§ TASK
Make an exact copy of each entry, leaving out every picture.
** start MATERIAL FOR THIS TASK **
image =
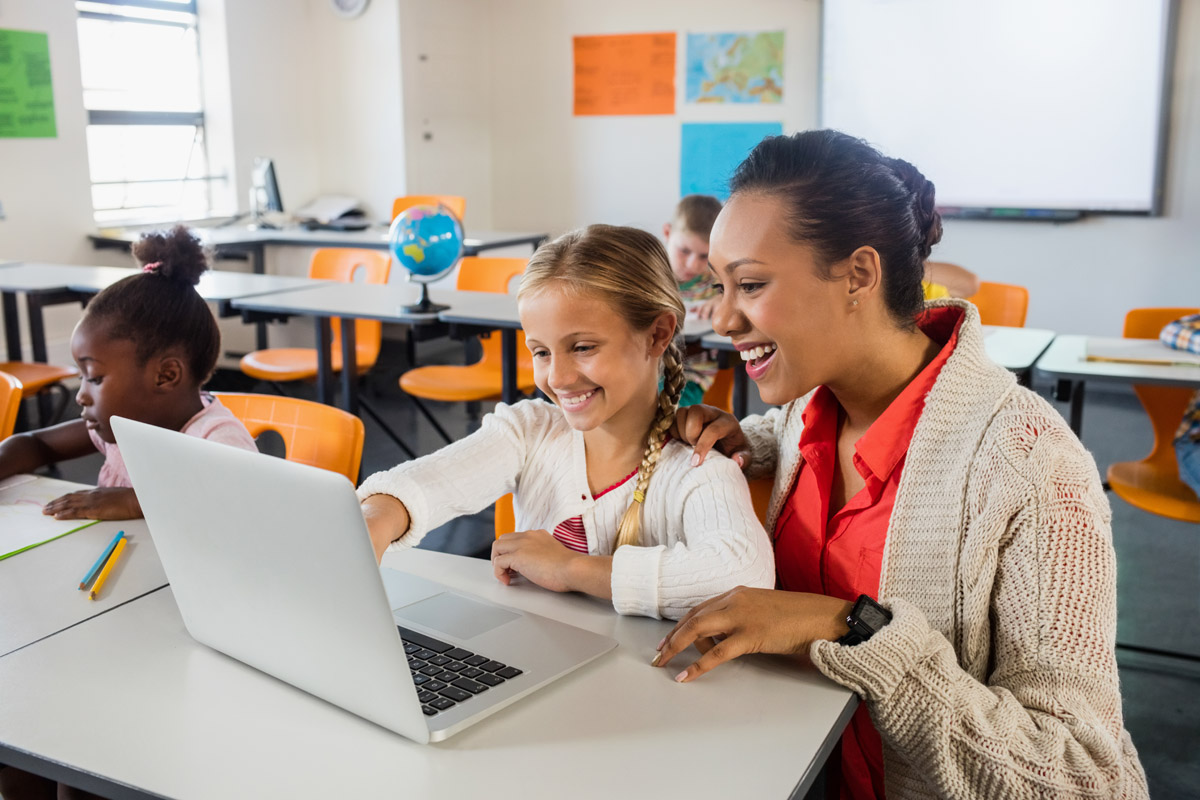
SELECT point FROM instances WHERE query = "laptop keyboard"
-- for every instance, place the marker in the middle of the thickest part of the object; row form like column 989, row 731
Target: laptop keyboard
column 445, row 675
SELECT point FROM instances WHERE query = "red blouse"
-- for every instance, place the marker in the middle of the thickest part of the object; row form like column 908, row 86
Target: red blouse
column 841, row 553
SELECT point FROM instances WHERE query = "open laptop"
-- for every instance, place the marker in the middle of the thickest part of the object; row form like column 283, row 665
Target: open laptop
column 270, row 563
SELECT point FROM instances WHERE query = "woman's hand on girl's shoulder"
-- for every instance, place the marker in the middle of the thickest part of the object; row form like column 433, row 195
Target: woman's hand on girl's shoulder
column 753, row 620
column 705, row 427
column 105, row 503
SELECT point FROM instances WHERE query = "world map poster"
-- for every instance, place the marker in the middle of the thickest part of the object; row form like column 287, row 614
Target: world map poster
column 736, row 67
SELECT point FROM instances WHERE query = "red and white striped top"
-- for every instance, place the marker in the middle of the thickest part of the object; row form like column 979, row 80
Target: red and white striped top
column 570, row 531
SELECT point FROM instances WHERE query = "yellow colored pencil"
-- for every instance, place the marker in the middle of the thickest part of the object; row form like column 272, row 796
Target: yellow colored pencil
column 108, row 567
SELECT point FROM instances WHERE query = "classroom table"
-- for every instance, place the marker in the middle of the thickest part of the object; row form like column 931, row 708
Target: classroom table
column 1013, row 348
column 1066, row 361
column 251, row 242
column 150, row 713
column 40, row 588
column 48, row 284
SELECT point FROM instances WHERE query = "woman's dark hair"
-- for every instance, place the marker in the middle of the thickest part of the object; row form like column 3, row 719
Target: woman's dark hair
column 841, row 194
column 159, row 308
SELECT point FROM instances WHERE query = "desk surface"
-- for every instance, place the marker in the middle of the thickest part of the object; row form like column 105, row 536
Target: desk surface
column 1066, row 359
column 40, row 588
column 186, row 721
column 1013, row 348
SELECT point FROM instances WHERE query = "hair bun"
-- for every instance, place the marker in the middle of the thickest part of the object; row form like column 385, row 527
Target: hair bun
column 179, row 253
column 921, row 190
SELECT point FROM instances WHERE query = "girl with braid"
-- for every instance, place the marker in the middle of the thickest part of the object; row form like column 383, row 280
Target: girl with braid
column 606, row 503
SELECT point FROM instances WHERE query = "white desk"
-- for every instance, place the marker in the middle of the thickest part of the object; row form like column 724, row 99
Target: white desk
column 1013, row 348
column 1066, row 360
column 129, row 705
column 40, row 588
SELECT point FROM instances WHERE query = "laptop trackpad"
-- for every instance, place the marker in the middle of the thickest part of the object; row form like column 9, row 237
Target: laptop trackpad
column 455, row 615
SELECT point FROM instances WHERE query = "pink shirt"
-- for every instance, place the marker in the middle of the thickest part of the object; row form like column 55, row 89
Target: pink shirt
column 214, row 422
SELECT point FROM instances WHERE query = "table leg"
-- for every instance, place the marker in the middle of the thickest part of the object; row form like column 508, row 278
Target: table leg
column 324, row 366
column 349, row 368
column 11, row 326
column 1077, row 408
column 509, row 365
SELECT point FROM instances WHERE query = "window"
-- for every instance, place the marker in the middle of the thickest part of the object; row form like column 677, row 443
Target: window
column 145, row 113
** end MATERIAL FOR THIS TASK **
§ EXERCISE OUTPUT
image =
SELECT point FROM instances WHERE query = "laptop keyboard"
-- for every instance, place the marker in the middle of the thickest part of the object; row form like column 989, row 731
Target: laptop keyboard
column 445, row 675
SELECT point FROM instances WHERE query = "red blouse"
-- for every instance, place the marker in the middle of the thickest part of the object; row form like column 908, row 86
Target: red blouse
column 841, row 553
SELECT point FROM instances WHERE query = "open laptop"
-- for every instance, place the marker in the middle of the thickest part of the object; row form like column 283, row 665
Target: open laptop
column 270, row 563
SELECT point FROM instances WHERE query = "woman's hand on girl's shoulder"
-- for every instance, place the marker in the middle of the thickest part of the object; row form like column 433, row 195
Target: woman's hand on girl's shoulder
column 753, row 620
column 705, row 427
column 105, row 503
SELECT point FROM instances WHERE query = "world map poster"
-- for every instance, place the marker in the middle of the thickest part of the object; row form like column 287, row 614
Target: world map poster
column 736, row 67
SELECT point FROM instances WHERE query = "red and white striped top"
-- for every instance, place the marker in the middle of the thickest part of the object; row form like column 979, row 80
Target: red and white striped top
column 570, row 531
SELECT point FROM instances WHERE query = "yellow colored pencil"
-- for every instance, place the marker in the middle of the thickest part of the object; row form like column 272, row 796
Target: yellow colored pencil
column 108, row 567
SELECT point FROM instances WHERE query = "classroom table"
-- for every instance, place the marker in the middle of the thickest part of the object; row form like column 931, row 708
Target: classroom table
column 1013, row 348
column 1066, row 361
column 251, row 242
column 150, row 713
column 40, row 588
column 48, row 284
SELECT point FROM instances WHERE query = "woman's dark hair"
-- for every instance, place the marker in the middle of the thickest part of the object; row form like column 3, row 719
Target: woman's dark hair
column 841, row 194
column 159, row 308
SELECT point FROM instances WHERE query = "desk surface"
-- for every instance, place the marker in the middle of the thickest part of the object; row form like column 105, row 536
Target: desk surface
column 1066, row 359
column 40, row 588
column 186, row 721
column 1013, row 348
SELECT point FROM instances WHERE query = "hair bun"
-- for every instance, place the marker in the middle of the thickest part of the object; row form like column 385, row 527
Target: hair bun
column 179, row 253
column 921, row 190
SELECT point FROM instances WHERE query = "girl with braid"
-- for every instance, place the marker in the middle of the thickest part of the object; row form like column 383, row 280
Target: girl with braid
column 606, row 503
SELECT point FROM instances WHERE query = "white desk"
-- for every instance, place the marker in the middle of the thickest part of the object; row form like column 724, row 99
Target: white desk
column 1013, row 348
column 1066, row 360
column 129, row 705
column 40, row 588
SELECT point FROM instances WHERE query = "laptop trackpad"
-- for every instance, place the marker in the middle of the thickest part of the object; row form like column 9, row 237
Target: laptop trackpad
column 455, row 615
SELECT point FROM instances WHERE query = "pink shirt"
-- for every instance, place the marker in the middle of the thickest part of the object; row form like column 55, row 89
Target: pink shirt
column 214, row 422
SELECT point FROM instances WHERE query = "table leg"
-- for every instance, place the marker in the middle of the thickest part of the object; row form like column 508, row 278
Target: table leg
column 324, row 366
column 349, row 368
column 11, row 326
column 1077, row 408
column 509, row 365
SELECT point FROM instances WHERE query = "window"
-- for every instance, place the marker in the middle of the thickest part of the object; row form like column 677, row 443
Target: window
column 145, row 113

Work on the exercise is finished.